■ **Reading text**:
++++++++++

Several significant attacks in February demonstrated this shift toward user-focused exploitation. YieldBlox, a decentralized finance lending platform, lost approximately $10.2 million after an attacker modified its collateral pricing logic to enable unauthorized borrowing beyond permitted limits. The incident highlighted how administrative access and logic manipulation — rather than code exploits — can result in substantial losses.
A cross-chain protocol bridge connected to the Axelar network suffered approximately $3 million in losses when an attacker exploited flawed validation logic in the contract processing incoming messages. Additionally, investigators traced more than $61 million in cryptocurrency connected to a pig butchering investment fraud scheme, successfully obtaining legal forfeiture of the funds through blockchain analysis.
According to Nominis, February’s losses indicate a fundamental change in attack vectors. Rather than discovering zero-day vulnerabilities or code exploits, attackers are increasingly targeting compromised user accounts, misleading transactional requests, and users copying incorrect wallet addresses. These social engineering and operational security failures now represent the primary loss vectors in cryptocurrency, overshadowing technical vulnerabilities in blockchain infrastructure itself.

++++++++++

Recorded data:

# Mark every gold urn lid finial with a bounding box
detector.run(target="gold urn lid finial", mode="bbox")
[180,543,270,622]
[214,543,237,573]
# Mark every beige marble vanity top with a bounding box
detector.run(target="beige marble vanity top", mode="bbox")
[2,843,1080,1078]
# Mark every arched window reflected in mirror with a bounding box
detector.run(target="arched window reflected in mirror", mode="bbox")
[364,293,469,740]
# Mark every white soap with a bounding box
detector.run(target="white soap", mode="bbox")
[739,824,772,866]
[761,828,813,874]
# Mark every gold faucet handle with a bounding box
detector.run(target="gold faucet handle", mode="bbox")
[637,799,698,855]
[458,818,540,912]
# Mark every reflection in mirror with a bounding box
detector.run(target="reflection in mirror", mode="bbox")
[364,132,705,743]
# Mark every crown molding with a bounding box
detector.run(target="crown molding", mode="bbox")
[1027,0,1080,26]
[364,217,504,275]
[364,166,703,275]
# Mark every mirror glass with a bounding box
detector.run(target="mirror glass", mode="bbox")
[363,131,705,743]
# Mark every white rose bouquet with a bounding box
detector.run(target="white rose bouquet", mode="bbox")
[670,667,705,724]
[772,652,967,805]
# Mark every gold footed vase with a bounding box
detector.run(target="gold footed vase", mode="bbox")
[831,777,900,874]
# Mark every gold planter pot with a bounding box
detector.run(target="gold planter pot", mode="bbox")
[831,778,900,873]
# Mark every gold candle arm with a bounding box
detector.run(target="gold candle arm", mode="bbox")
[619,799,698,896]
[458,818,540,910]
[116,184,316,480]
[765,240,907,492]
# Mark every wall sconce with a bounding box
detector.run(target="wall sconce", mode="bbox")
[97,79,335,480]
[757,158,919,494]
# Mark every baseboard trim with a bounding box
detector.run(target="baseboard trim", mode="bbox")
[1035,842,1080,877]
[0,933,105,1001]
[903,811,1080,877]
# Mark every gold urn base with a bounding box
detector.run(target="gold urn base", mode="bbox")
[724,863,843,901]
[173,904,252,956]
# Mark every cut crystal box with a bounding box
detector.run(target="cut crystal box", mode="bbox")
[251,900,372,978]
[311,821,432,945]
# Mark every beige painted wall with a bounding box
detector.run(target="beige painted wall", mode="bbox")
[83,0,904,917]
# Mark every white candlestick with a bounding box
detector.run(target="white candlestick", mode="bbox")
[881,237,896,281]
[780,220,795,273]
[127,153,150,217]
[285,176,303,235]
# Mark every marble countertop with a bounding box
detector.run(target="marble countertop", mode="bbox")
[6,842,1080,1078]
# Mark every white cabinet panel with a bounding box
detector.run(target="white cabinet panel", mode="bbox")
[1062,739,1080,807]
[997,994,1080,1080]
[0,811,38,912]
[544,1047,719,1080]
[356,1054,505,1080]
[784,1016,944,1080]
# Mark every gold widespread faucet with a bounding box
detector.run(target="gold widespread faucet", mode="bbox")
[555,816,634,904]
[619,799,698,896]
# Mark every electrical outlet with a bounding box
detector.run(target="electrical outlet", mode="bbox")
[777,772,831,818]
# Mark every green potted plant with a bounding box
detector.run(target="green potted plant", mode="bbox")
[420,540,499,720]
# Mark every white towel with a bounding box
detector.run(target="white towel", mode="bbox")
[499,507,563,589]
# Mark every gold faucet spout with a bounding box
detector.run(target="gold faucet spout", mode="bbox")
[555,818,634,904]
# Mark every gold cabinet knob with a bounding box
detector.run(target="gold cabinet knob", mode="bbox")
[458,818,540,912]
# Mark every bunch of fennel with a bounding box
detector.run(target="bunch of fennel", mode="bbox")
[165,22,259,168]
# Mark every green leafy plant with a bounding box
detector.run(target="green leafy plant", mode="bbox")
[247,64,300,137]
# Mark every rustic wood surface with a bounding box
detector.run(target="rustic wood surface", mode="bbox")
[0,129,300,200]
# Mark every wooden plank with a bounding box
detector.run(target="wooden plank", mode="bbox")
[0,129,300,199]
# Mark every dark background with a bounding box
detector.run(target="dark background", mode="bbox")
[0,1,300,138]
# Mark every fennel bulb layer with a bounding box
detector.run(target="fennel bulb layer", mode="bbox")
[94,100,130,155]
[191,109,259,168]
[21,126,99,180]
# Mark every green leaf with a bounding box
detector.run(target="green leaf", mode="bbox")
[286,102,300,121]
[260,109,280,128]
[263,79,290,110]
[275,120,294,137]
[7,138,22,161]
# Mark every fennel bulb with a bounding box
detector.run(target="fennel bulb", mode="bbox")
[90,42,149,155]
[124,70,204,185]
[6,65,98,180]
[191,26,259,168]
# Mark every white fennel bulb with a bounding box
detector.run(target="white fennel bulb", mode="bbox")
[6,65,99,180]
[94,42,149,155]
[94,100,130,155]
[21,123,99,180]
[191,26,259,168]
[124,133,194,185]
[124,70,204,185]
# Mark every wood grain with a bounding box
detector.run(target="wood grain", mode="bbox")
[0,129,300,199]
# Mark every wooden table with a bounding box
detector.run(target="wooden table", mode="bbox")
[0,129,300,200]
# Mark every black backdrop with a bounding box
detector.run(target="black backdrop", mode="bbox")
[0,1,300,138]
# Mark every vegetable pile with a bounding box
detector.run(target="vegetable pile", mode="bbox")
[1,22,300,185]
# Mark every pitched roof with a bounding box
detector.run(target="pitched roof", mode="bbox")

++++++++++

■ **To do**:
1. Format the stretch of the records from the line containing "# Mark every gold widespread" through the line containing "[21,126,99,180]" as a JSON list of strings, one string per line, leaving out blank lines.
2. Resume the text on February's cryptocurrency losses after its last sentence.

■ **Outputs**:
1.
[
  "# Mark every gold widespread faucet with a bounding box",
  "detector.run(target=\"gold widespread faucet\", mode=\"bbox\")",
  "[555,816,634,904]",
  "[619,799,698,896]",
  "# Mark every electrical outlet with a bounding box",
  "detector.run(target=\"electrical outlet\", mode=\"bbox\")",
  "[777,772,831,818]",
  "# Mark every green potted plant with a bounding box",
  "detector.run(target=\"green potted plant\", mode=\"bbox\")",
  "[420,540,499,720]",
  "# Mark every white towel with a bounding box",
  "detector.run(target=\"white towel\", mode=\"bbox\")",
  "[499,507,563,589]",
  "# Mark every gold faucet spout with a bounding box",
  "detector.run(target=\"gold faucet spout\", mode=\"bbox\")",
  "[555,818,634,904]",
  "# Mark every gold cabinet knob with a bounding box",
  "detector.run(target=\"gold cabinet knob\", mode=\"bbox\")",
  "[458,818,540,912]",
  "# Mark every bunch of fennel with a bounding box",
  "detector.run(target=\"bunch of fennel\", mode=\"bbox\")",
  "[165,22,259,168]",
  "# Mark every green leafy plant with a bounding box",
  "detector.run(target=\"green leafy plant\", mode=\"bbox\")",
  "[247,64,300,137]",
  "# Mark every rustic wood surface with a bounding box",
  "detector.run(target=\"rustic wood surface\", mode=\"bbox\")",
  "[0,129,300,200]",
  "# Mark every wooden plank with a bounding box",
  "detector.run(target=\"wooden plank\", mode=\"bbox\")",
  "[0,129,300,199]",
  "# Mark every dark background with a bounding box",
  "detector.run(target=\"dark background\", mode=\"bbox\")",
  "[0,1,300,138]",
  "# Mark every fennel bulb layer with a bounding box",
  "detector.run(target=\"fennel bulb layer\", mode=\"bbox\")",
  "[94,100,130,155]",
  "[191,109,259,168]",
  "[21,126,99,180]"
]

2.
As attackers continue targeting user-level vulnerabilities, cryptocurrency platforms may increasingly focus on user education, account security improvements, and transaction verification mechanisms rather than solely on code audits and technical upgrades.
Users should enable multi-factor authentication on all cryptocurrency accounts, verify wallet addresses independently before sending funds, remain skeptical of unsolicited investment opportunities, use hardware wallets for significant holdings, and regularly audit account access logs for unauthorized activity.